TASK STATEMENT: Could you return every record below without changing a word?

THE RECORDS:
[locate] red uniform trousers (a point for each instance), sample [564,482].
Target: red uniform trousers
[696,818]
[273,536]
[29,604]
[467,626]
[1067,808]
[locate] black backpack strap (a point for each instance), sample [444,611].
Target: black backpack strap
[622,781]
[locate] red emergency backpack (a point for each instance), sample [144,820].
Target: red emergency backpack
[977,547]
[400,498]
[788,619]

EXERCISE RESPONSE:
[locate] red uniform trousers (a point for each instance), sample [564,482].
Target: red uniform trousers
[696,818]
[273,536]
[29,604]
[467,626]
[1067,808]
[locate] black backpack strap (a point for each instance), sample [444,611].
Target: black backpack strap
[622,781]
[locate] red emergency backpack (a point for each instance), sample [144,820].
Target: red emergency backpack
[977,547]
[400,498]
[788,619]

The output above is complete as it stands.